- [Records shown]:
▬▬▬▬▬▬

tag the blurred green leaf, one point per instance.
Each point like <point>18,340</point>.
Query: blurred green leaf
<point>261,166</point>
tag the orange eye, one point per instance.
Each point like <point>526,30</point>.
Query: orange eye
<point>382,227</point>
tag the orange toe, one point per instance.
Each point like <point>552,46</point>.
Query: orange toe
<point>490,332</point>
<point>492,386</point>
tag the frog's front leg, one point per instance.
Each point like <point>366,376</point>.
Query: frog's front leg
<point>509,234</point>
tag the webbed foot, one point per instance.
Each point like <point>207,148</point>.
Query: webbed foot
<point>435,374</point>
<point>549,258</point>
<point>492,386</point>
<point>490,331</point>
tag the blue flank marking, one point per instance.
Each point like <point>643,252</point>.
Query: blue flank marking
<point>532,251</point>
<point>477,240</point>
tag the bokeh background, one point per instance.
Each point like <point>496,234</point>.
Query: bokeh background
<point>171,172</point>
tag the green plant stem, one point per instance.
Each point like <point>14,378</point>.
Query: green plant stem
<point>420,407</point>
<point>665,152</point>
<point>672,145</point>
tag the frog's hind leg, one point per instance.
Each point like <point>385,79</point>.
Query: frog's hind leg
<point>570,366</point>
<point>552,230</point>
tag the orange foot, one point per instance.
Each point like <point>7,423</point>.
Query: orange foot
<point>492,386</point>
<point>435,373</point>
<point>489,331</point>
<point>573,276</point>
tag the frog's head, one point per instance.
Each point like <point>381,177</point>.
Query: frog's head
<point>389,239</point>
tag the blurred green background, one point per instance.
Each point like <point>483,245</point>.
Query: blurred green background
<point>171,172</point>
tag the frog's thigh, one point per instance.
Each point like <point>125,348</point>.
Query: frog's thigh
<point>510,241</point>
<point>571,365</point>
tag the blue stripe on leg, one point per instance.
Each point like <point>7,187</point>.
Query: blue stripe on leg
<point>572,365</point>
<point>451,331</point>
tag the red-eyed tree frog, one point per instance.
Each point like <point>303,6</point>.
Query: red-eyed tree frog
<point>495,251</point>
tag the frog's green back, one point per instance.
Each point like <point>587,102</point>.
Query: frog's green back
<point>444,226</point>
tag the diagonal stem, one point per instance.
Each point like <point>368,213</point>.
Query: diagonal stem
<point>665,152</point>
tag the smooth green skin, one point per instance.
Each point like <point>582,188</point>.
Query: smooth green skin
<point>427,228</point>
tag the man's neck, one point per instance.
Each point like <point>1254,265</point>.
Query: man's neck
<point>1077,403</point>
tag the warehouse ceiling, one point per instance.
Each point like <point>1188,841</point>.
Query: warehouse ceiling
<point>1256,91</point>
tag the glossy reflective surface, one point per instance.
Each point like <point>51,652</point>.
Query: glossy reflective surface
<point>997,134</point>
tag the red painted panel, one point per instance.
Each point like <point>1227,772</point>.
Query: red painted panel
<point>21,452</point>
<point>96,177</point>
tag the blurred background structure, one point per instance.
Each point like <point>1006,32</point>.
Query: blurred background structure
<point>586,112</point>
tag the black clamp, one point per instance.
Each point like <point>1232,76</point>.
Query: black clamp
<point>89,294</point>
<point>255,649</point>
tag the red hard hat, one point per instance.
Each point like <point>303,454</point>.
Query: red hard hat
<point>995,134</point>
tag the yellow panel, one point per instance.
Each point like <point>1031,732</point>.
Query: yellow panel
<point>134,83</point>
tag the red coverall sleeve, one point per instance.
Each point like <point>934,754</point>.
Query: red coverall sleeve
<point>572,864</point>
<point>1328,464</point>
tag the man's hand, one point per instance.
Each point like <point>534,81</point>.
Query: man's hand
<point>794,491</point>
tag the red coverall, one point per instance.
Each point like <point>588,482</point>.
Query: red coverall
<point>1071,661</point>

▬▬▬▬▬▬

- [Instruction]:
Please copy all of the lines above word for word.

- [Problem solution]:
tag the blurred green leaf, one point per instance.
Each point like <point>18,340</point>.
Query: blurred green leaf
<point>261,166</point>
tag the orange eye, one point per instance.
Each point like <point>526,30</point>.
Query: orange eye
<point>382,227</point>
tag the orange toe, one point per instance.
Each point like <point>552,46</point>.
Query: orange toe
<point>490,332</point>
<point>492,386</point>
tag the frog's front leg, one point per instance.
Each point like <point>366,376</point>.
Query: frog's front leg
<point>509,234</point>
tag the webbed foot, one point per instance.
Each point like <point>207,148</point>.
Query: webbed foot
<point>435,374</point>
<point>549,258</point>
<point>492,386</point>
<point>490,331</point>
tag the blue flank marking, one point per instance.
Each point like <point>643,252</point>.
Query: blue flank marking
<point>532,251</point>
<point>477,240</point>
tag the bokeh background, one point per instance.
Each point like <point>496,234</point>.
Query: bokeh background
<point>171,172</point>
tag the green plant stem, one point per instance.
Each point like <point>14,378</point>.
Query: green plant stem
<point>420,407</point>
<point>665,152</point>
<point>672,145</point>
tag the frog's hind leg, one point per instance.
Each point like <point>385,79</point>.
Query: frog's hind leg
<point>570,366</point>
<point>552,230</point>
tag the orange foot, one point per instance.
Each point like <point>7,423</point>.
Query: orange foot
<point>492,386</point>
<point>435,373</point>
<point>489,331</point>
<point>573,276</point>
tag the frog's head, one point per instance.
Each point like <point>381,177</point>.
Query: frog's head
<point>389,239</point>
tag the blurred green background, one point per instance.
Each point like <point>483,245</point>.
Query: blurred green background
<point>171,172</point>
tag the frog's thigh, one point per instance.
Each point like <point>125,348</point>.
Query: frog's thigh
<point>510,241</point>
<point>571,365</point>
tag the blue stripe on leg, one point per instance.
Each point like <point>7,187</point>.
Query: blue stripe on leg
<point>572,365</point>
<point>451,331</point>
tag the red-eyed tree frog, one point per instance.
Each point like <point>303,6</point>.
Query: red-eyed tree frog
<point>495,251</point>
tag the frog's green back, one point per instance.
Each point like <point>587,102</point>.
Query: frog's green back
<point>444,226</point>
tag the diagonal stem, one point per instance.
Each point like <point>368,213</point>.
Query: diagonal stem
<point>665,152</point>
tag the smooth green skin, one point per instance.
Each point like <point>582,188</point>.
Query: smooth green skin
<point>427,228</point>
tag the man's neck, one point per instance.
Each point like <point>1254,265</point>.
Query: man's neck
<point>1077,403</point>
tag the warehouse ceiling, one point per instance.
Each point like <point>1188,841</point>.
Query: warehouse ceiling
<point>1256,91</point>
tag the glossy reflective surface, one point per instance.
Each point like <point>51,652</point>.
Query: glossy reflective surface
<point>997,134</point>
tag the red painted panel, one point per instance.
Each point like <point>1227,772</point>.
Query: red painted panel
<point>21,452</point>
<point>96,177</point>
tag the blurred background structure, one point per instance.
Each point like <point>1006,32</point>.
Query: blurred background structure
<point>586,112</point>
tag the black clamp, one point per instance.
Each point like <point>1232,76</point>.
Query: black clamp
<point>89,294</point>
<point>255,649</point>
tag the red hard hat, one point per instance.
Each point like <point>303,454</point>.
Query: red hard hat
<point>995,134</point>
tag the yellow panel, one point per instance.
Each point like <point>1031,732</point>.
Query: yellow panel
<point>134,83</point>
tag the red coverall sleeve, one point per instance.
Each point like <point>934,754</point>.
Query: red coverall sleeve
<point>572,864</point>
<point>1328,464</point>
tag the man's hand, one point per instance.
Each point like <point>534,81</point>.
Query: man's hand
<point>794,491</point>
tag the red coverall, one point per instance.
Each point like <point>588,482</point>.
Query: red coverall
<point>1071,661</point>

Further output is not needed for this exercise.